— Data provided —
(begin)

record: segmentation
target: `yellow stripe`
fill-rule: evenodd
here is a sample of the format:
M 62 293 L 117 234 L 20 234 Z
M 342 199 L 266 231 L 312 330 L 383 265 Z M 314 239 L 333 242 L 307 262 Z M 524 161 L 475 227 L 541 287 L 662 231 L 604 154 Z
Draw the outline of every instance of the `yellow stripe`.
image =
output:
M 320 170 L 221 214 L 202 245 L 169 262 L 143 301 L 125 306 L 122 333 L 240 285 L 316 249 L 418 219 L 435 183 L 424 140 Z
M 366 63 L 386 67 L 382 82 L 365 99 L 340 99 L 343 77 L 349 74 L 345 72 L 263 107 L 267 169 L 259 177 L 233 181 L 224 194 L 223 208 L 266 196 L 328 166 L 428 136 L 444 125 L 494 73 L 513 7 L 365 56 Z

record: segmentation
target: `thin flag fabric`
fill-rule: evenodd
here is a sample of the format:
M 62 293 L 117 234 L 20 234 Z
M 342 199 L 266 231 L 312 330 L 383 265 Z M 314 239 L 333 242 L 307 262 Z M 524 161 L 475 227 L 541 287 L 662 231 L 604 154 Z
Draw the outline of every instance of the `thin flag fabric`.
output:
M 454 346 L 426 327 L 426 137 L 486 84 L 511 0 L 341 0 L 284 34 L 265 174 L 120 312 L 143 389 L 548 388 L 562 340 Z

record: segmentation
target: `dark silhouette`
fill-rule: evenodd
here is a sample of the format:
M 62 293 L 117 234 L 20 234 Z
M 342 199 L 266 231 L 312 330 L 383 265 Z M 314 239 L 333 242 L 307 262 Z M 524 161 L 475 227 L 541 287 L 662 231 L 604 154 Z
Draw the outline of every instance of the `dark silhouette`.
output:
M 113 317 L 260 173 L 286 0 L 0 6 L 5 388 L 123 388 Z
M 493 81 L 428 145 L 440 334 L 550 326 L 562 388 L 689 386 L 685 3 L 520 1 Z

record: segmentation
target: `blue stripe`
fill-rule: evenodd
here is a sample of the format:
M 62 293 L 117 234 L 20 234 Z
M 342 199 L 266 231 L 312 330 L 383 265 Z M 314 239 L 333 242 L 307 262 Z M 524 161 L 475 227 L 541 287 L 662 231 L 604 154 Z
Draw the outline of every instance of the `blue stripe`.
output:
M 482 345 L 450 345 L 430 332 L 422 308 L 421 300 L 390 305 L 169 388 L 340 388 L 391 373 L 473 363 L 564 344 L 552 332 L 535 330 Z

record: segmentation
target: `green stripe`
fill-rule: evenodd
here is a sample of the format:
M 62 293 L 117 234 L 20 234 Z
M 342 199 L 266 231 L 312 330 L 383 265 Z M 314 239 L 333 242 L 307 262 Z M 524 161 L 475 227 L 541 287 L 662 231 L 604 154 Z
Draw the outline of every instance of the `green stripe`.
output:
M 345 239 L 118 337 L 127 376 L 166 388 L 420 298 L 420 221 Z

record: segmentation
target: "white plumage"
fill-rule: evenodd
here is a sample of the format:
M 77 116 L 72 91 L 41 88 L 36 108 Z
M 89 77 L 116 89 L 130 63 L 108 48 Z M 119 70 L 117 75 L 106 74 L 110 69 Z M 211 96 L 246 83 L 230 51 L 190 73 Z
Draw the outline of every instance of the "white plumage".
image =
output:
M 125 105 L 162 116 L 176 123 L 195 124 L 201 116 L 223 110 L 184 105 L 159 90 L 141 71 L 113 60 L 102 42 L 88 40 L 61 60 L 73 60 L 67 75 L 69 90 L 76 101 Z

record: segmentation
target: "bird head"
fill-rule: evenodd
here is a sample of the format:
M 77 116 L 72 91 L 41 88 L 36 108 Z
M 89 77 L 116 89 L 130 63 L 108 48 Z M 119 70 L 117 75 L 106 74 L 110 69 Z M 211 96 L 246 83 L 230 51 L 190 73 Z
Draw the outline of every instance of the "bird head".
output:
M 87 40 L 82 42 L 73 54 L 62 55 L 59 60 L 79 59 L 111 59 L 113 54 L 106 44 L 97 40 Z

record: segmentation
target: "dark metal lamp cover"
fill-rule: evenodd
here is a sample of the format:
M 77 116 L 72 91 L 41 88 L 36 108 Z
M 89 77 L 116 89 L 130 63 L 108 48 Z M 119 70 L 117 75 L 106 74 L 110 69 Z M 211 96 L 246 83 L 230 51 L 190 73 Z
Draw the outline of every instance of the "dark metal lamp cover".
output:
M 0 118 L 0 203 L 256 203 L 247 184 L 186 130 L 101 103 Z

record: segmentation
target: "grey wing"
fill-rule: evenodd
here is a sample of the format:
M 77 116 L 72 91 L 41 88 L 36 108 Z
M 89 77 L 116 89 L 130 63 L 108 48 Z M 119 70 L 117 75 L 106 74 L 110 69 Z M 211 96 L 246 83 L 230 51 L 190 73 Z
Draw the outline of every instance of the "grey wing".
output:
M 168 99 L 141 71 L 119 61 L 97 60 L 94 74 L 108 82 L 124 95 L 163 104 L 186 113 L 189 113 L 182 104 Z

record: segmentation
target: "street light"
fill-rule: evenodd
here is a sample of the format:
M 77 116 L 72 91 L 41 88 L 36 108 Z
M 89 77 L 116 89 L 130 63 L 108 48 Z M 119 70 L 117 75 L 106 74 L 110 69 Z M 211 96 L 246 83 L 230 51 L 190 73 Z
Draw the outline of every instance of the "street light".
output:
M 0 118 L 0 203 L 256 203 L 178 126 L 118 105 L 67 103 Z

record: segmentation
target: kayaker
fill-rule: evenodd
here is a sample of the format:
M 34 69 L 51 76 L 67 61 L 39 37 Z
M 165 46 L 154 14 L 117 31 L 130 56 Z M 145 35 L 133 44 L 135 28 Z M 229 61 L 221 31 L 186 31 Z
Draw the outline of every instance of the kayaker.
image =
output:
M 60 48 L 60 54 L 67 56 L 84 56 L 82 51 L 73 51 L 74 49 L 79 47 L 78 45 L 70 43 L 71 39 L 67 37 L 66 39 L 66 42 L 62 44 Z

(end)

Reproduce all of the entries above verbatim, from the first line to the last, with no changes.

— Exercise result —
record: segmentation
target: `yellow stripe`
fill-rule: evenodd
here is a sample of the format:
M 62 293 L 117 234 L 20 234 Z
M 342 199 L 266 231 L 312 330 L 383 265 Z M 314 239 L 333 242 L 307 262 Z M 524 161 L 475 227 L 541 287 L 662 231 L 604 154 Z
Draw the outline of every instance of the `yellow stripe`.
image =
output:
M 320 170 L 221 214 L 202 245 L 169 262 L 143 301 L 125 306 L 122 333 L 240 285 L 316 249 L 418 219 L 435 183 L 424 140 Z
M 366 63 L 386 67 L 382 82 L 365 99 L 340 99 L 343 77 L 349 74 L 345 72 L 263 107 L 267 169 L 259 177 L 233 181 L 224 194 L 223 208 L 266 196 L 328 166 L 428 136 L 444 125 L 494 73 L 513 7 L 365 56 Z

record: segmentation
target: `thin flag fabric`
fill-rule: evenodd
here is a sample of the format:
M 62 293 L 117 234 L 20 234 Z
M 342 199 L 266 231 L 312 330 L 383 265 Z M 314 239 L 333 242 L 307 262 Z M 524 161 L 475 227 L 541 287 L 662 231 L 604 154 Z
Draw the outline of every instance of the `thin flag fabric`.
output:
M 454 346 L 426 327 L 426 137 L 486 84 L 511 0 L 341 0 L 284 34 L 265 174 L 120 312 L 143 389 L 548 388 L 562 340 Z

record: segmentation
target: `dark silhouette`
fill-rule: evenodd
here is a sample of the format:
M 62 293 L 117 234 L 20 234 Z
M 342 199 L 266 231 L 312 330 L 383 265 Z M 314 239 L 333 242 L 307 262 Z M 524 161 L 475 227 L 541 287 L 662 231 L 604 154 Z
Draw the outline of every instance of the `dark silhouette`.
output:
M 113 317 L 260 173 L 286 0 L 0 6 L 5 388 L 123 388 Z
M 493 81 L 428 145 L 440 334 L 550 326 L 562 388 L 689 386 L 685 3 L 520 1 Z

record: segmentation
target: `blue stripe`
fill-rule: evenodd
here is a sample of the format:
M 62 293 L 117 234 L 20 234 Z
M 342 199 L 266 231 L 312 330 L 383 265 Z M 314 239 L 333 242 L 307 262 Z M 524 161 L 475 227 L 541 287 L 662 231 L 604 154 Z
Draw the outline of every instance of the `blue stripe`.
output:
M 482 345 L 450 345 L 430 332 L 422 308 L 421 300 L 390 305 L 169 388 L 340 388 L 391 373 L 473 363 L 564 344 L 552 332 L 535 330 Z

record: segmentation
target: `green stripe`
fill-rule: evenodd
here is a sample of the format:
M 62 293 L 117 234 L 20 234 Z
M 342 199 L 266 231 L 312 330 L 383 265 Z M 314 239 L 333 242 L 307 262 Z M 524 161 L 475 227 L 541 287 L 662 231 L 604 154 Z
Draw the outline of every instance of the `green stripe`.
output:
M 345 239 L 118 337 L 127 376 L 166 388 L 420 298 L 420 221 Z

record: segmentation
target: "white plumage"
fill-rule: evenodd
here is a sample of the format:
M 77 116 L 72 91 L 41 88 L 36 108 Z
M 89 77 L 116 89 L 130 63 L 108 48 Z M 119 70 L 117 75 L 106 74 L 110 69 Z M 211 96 L 246 83 L 230 51 L 190 73 Z
Draw the outline of every instance of the "white plumage".
image =
output:
M 125 105 L 162 116 L 176 123 L 195 124 L 201 116 L 223 110 L 184 105 L 159 90 L 141 71 L 113 60 L 102 42 L 88 40 L 61 60 L 73 60 L 67 75 L 69 90 L 76 101 Z

record: segmentation
target: "bird head"
fill-rule: evenodd
here is a sample of the format:
M 77 116 L 72 91 L 41 88 L 36 108 Z
M 89 77 L 116 89 L 130 63 L 108 48 Z M 119 70 L 117 75 L 106 74 L 110 69 Z M 211 96 L 246 83 L 230 51 L 190 73 Z
Draw the outline of every instance of the "bird head".
output:
M 87 40 L 82 42 L 73 54 L 62 55 L 59 60 L 79 59 L 111 59 L 113 54 L 106 44 L 97 40 Z

record: segmentation
target: "dark metal lamp cover"
fill-rule: evenodd
here is a sample of the format:
M 77 116 L 72 91 L 41 88 L 36 108 Z
M 89 77 L 116 89 L 130 63 L 108 48 Z M 119 70 L 117 75 L 106 74 L 110 69 Z M 211 96 L 246 83 L 230 51 L 190 73 Z
Draw the outline of every instance of the "dark metal lamp cover".
output:
M 0 118 L 0 203 L 256 203 L 247 184 L 186 130 L 101 103 Z

record: segmentation
target: "grey wing"
fill-rule: evenodd
here is a sample of the format:
M 77 116 L 72 91 L 41 88 L 36 108 Z
M 89 77 L 116 89 L 130 63 L 108 48 Z M 119 70 L 117 75 L 106 74 L 110 69 Z M 211 96 L 246 83 L 230 51 L 190 73 Z
Draw the outline of every instance of the "grey wing".
output:
M 168 99 L 141 71 L 119 61 L 97 60 L 94 74 L 108 82 L 124 95 L 163 104 L 186 113 L 189 113 L 182 104 Z

record: segmentation
target: "street light"
fill-rule: evenodd
here is a sample of the format:
M 77 116 L 72 91 L 41 88 L 36 108 Z
M 89 77 L 116 89 L 130 63 L 108 48 Z M 119 70 L 117 75 L 106 74 L 110 69 Z M 211 96 L 246 83 L 230 51 L 190 73 Z
Draw the outline of every instance of the "street light".
output:
M 0 118 L 0 203 L 256 203 L 178 126 L 118 105 L 67 103 Z

record: segmentation
target: kayaker
fill-rule: evenodd
here is a sample of the format:
M 34 69 L 51 76 L 67 61 L 39 37 Z
M 165 46 L 154 14 L 117 31 L 130 56 Z M 145 35 L 133 44 L 135 28 Z M 229 61 L 221 31 L 186 31 Z
Draw the outline of every instance of the kayaker.
image =
output:
M 60 48 L 60 54 L 67 56 L 84 56 L 82 51 L 73 51 L 74 49 L 79 47 L 78 45 L 70 43 L 71 39 L 67 37 L 66 39 L 66 42 L 62 44 Z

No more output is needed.